◆ **Excerpt provided**
----------

Nature Notes from Skye
(and occasionally other places)

Sat 24 - Sun 25 Sep 2005 Southend area (Part 1)

On the Sunday there was a British Plant Gall Society meeting in the Southend area of South Essex to look for saltmarsh galls.  On the Saturday I and one of the other members who was down for the meeting went to the same area to look for a few special plants that we did not expect to see during the meeting.  Many thanks to Len Worthington and Brian Wurzell for pointing out the locations of some very rare plants.

In this part of the country there are miles upon miles of saltmarsh, and when the tide goes out miles upon miles of mud as well.  It is an extremely atmospheric place, with endless channels and creeks, rotting hulls of boats, and everywhere the sight and sound of birds.

----------

◆ **Task inputs**
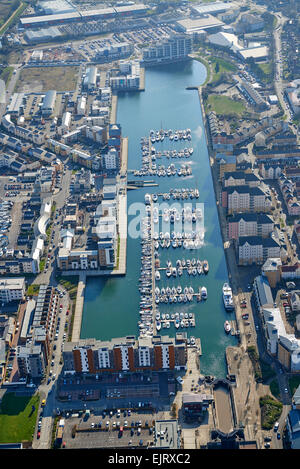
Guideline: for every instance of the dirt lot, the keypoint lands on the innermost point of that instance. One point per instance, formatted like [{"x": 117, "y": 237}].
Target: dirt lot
[{"x": 42, "y": 79}]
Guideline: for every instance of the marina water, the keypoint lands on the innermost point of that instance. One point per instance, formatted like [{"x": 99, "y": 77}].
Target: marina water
[{"x": 111, "y": 306}]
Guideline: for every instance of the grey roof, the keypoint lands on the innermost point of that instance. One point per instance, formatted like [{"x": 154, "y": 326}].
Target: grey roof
[
  {"x": 263, "y": 290},
  {"x": 296, "y": 396},
  {"x": 49, "y": 100}
]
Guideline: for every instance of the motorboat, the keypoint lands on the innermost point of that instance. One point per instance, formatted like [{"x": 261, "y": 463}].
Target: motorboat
[
  {"x": 227, "y": 327},
  {"x": 205, "y": 267}
]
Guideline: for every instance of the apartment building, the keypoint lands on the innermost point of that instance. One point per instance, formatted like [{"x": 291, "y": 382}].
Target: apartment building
[
  {"x": 249, "y": 224},
  {"x": 176, "y": 47},
  {"x": 256, "y": 250},
  {"x": 240, "y": 178},
  {"x": 244, "y": 199},
  {"x": 126, "y": 354}
]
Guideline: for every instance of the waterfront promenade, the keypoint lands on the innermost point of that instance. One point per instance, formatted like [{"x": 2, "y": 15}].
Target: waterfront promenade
[
  {"x": 79, "y": 307},
  {"x": 113, "y": 111}
]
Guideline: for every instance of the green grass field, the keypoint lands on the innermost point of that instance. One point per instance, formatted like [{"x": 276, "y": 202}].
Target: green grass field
[
  {"x": 17, "y": 420},
  {"x": 223, "y": 105},
  {"x": 220, "y": 66}
]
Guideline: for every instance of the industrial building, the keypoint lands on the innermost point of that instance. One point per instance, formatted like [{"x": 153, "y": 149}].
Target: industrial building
[
  {"x": 42, "y": 35},
  {"x": 49, "y": 103},
  {"x": 83, "y": 15},
  {"x": 90, "y": 79},
  {"x": 253, "y": 96},
  {"x": 195, "y": 25},
  {"x": 213, "y": 8},
  {"x": 56, "y": 6}
]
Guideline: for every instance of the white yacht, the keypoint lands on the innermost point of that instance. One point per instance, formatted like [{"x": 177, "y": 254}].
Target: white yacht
[{"x": 203, "y": 293}]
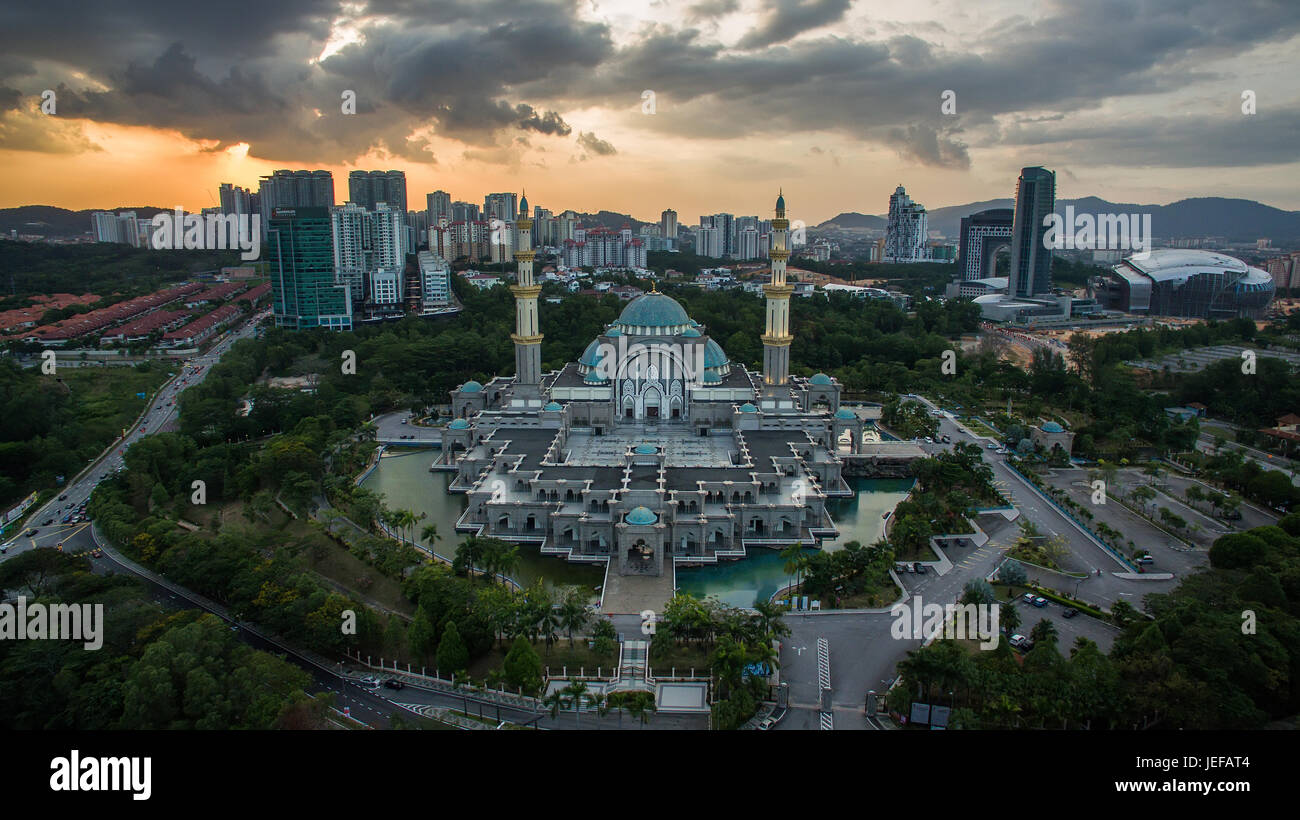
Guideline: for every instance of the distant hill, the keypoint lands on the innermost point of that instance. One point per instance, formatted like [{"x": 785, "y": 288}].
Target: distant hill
[
  {"x": 1207, "y": 216},
  {"x": 854, "y": 220},
  {"x": 50, "y": 221},
  {"x": 610, "y": 218}
]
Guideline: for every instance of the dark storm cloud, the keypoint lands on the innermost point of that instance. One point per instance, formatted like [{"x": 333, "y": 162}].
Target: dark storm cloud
[
  {"x": 485, "y": 72},
  {"x": 550, "y": 122}
]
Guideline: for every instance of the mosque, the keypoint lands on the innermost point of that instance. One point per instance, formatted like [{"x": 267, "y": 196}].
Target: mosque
[{"x": 653, "y": 446}]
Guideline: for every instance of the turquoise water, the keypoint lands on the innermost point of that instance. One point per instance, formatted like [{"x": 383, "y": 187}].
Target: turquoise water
[
  {"x": 762, "y": 572},
  {"x": 406, "y": 484}
]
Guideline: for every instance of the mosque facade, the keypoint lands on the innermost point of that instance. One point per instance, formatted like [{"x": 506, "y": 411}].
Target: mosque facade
[{"x": 653, "y": 446}]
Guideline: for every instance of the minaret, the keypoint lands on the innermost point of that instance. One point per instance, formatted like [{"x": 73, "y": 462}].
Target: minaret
[
  {"x": 776, "y": 339},
  {"x": 527, "y": 337}
]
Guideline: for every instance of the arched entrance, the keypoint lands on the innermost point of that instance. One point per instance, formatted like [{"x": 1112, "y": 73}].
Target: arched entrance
[{"x": 651, "y": 403}]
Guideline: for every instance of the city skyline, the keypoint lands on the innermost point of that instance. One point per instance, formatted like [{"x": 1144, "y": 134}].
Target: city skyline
[{"x": 835, "y": 102}]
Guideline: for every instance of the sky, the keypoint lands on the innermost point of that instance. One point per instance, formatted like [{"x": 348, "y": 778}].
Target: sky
[{"x": 637, "y": 105}]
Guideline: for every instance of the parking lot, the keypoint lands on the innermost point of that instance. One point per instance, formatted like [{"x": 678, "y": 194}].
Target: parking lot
[
  {"x": 1171, "y": 554},
  {"x": 1067, "y": 628}
]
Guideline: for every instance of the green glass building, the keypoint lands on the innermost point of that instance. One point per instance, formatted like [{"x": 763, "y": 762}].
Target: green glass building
[{"x": 302, "y": 261}]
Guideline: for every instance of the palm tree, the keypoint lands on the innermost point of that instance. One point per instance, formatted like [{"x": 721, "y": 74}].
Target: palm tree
[
  {"x": 576, "y": 691},
  {"x": 429, "y": 534},
  {"x": 601, "y": 702},
  {"x": 794, "y": 562},
  {"x": 554, "y": 702}
]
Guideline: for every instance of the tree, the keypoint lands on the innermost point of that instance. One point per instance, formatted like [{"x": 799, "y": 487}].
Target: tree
[
  {"x": 576, "y": 693},
  {"x": 453, "y": 655},
  {"x": 523, "y": 668}
]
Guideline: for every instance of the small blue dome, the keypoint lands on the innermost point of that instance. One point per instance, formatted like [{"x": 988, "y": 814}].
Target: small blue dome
[
  {"x": 641, "y": 516},
  {"x": 654, "y": 311},
  {"x": 714, "y": 355},
  {"x": 592, "y": 355}
]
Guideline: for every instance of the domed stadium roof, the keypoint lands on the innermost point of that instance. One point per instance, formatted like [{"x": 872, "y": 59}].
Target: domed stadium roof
[
  {"x": 641, "y": 515},
  {"x": 653, "y": 311},
  {"x": 714, "y": 355}
]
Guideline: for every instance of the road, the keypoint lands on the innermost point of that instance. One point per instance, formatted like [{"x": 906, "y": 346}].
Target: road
[{"x": 161, "y": 415}]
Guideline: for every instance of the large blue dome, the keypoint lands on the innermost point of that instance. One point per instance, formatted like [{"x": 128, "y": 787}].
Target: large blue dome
[{"x": 654, "y": 311}]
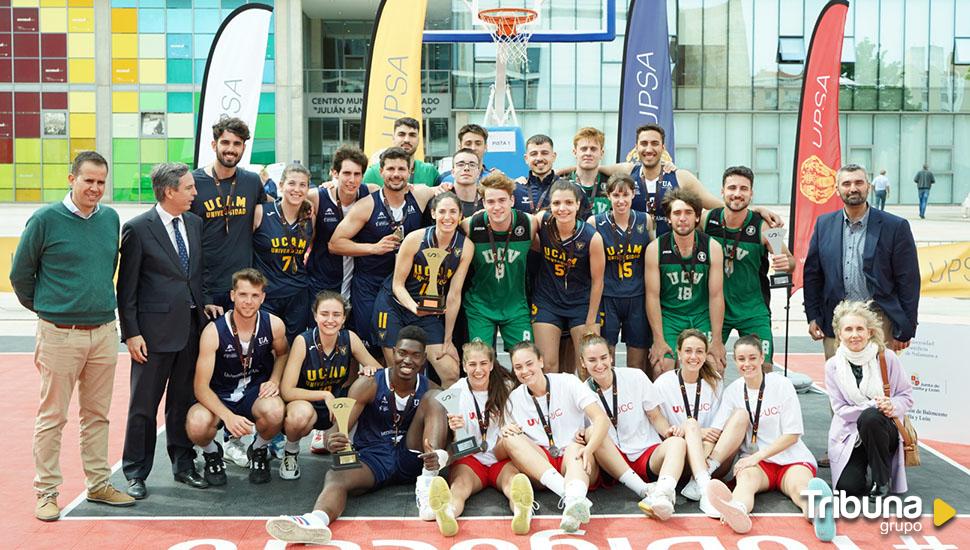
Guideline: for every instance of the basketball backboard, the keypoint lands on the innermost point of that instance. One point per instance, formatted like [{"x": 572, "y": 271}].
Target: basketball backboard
[{"x": 558, "y": 21}]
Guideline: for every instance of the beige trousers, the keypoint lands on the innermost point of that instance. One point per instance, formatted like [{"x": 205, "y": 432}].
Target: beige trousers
[{"x": 67, "y": 358}]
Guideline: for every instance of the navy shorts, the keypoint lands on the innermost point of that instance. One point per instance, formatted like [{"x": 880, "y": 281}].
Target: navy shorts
[
  {"x": 391, "y": 464},
  {"x": 390, "y": 317},
  {"x": 629, "y": 317},
  {"x": 563, "y": 316}
]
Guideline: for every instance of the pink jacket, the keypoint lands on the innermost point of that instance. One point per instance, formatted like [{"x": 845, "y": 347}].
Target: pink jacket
[{"x": 843, "y": 431}]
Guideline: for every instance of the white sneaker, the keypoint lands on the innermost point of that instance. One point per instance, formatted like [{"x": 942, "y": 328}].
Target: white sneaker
[
  {"x": 523, "y": 503},
  {"x": 235, "y": 452},
  {"x": 658, "y": 504},
  {"x": 306, "y": 529},
  {"x": 290, "y": 467},
  {"x": 439, "y": 499},
  {"x": 575, "y": 512},
  {"x": 318, "y": 442},
  {"x": 692, "y": 490},
  {"x": 422, "y": 489}
]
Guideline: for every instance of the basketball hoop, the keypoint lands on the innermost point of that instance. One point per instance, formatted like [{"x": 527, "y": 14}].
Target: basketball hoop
[{"x": 510, "y": 41}]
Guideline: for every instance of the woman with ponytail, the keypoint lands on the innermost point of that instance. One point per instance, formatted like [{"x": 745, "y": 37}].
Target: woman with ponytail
[{"x": 282, "y": 232}]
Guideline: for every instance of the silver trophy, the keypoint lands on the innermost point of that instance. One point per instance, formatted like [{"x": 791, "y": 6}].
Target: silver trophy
[
  {"x": 776, "y": 242},
  {"x": 465, "y": 443}
]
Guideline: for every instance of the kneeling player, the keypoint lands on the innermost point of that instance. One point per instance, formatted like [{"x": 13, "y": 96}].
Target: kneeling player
[
  {"x": 241, "y": 358},
  {"x": 635, "y": 451},
  {"x": 317, "y": 371},
  {"x": 543, "y": 445},
  {"x": 484, "y": 404},
  {"x": 395, "y": 415}
]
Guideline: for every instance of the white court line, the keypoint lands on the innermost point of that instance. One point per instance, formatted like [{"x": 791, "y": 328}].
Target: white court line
[{"x": 84, "y": 494}]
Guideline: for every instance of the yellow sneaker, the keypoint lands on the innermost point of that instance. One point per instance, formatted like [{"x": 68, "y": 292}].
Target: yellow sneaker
[
  {"x": 523, "y": 502},
  {"x": 47, "y": 508},
  {"x": 439, "y": 499}
]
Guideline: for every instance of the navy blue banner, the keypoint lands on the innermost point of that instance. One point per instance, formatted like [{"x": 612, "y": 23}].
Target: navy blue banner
[{"x": 646, "y": 91}]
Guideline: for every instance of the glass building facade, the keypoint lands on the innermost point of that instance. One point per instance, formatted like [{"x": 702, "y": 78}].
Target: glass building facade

----------

◆ **Required task 1**
Pull out every line of the records above that contains the string "arched", matching case exactly.
◆ **Required task 2**
Carry on the nature notes about the Southend saltmarsh trip from the point where they stop.

◆ **Exercise output 1**
Guideline: for every instance of the arched entrance, the keypoint lands on the innermost point of that instance. One point per instance, formatted like [{"x": 1112, "y": 73}].
Target: arched entrance

◆ **Exercise output 2**
Plants of the Goosefoot family are particularly well adapted to this habitat.  Many people find these boring, with their tiny greenish flowers and lack of obvious distinguishing features, and I tend to agree when it's a matter of trying to identify a Goosefoot growing as a casual on a rubbish tip and realising it could easily take several hours research.  But the saltmarsh community consists of native British species that are as long-established as the coast itself, each adapted to its exact niche in the intricate interface between salt water and soil.  I found it fascinating to wander through what must be one of the South of England's few remaining natural environments, and get to know the plants that make it such a unique place.

Chenopodium rubrum
Infl c 10 mm wide at top of pic
  Chenopodium chenopodiodes
Leaf at bottom of pic c 9.5 mm wide

Goosefoots can be quite good-looking at times.  This is Red Goosefoot, common in the drier parts of the Essex marshes.  The small one with the purple underside to the leaves is Saltmarsh Goosefoot, which is much rarer, being almost confined to the Thames estuary in Britain.

Salicornia europaea agg
Max thickness of green stems c 4 mm
  Salicornia ramosissima
Red bulgy bit c 9 mm long

There were an intriguing variety of Glassworts but these are very hard to identify, and the big bushy one on the left will have to go down as Salicornia europaea aggregate.  The one on the right is Purple Glasswort (S ramosissima)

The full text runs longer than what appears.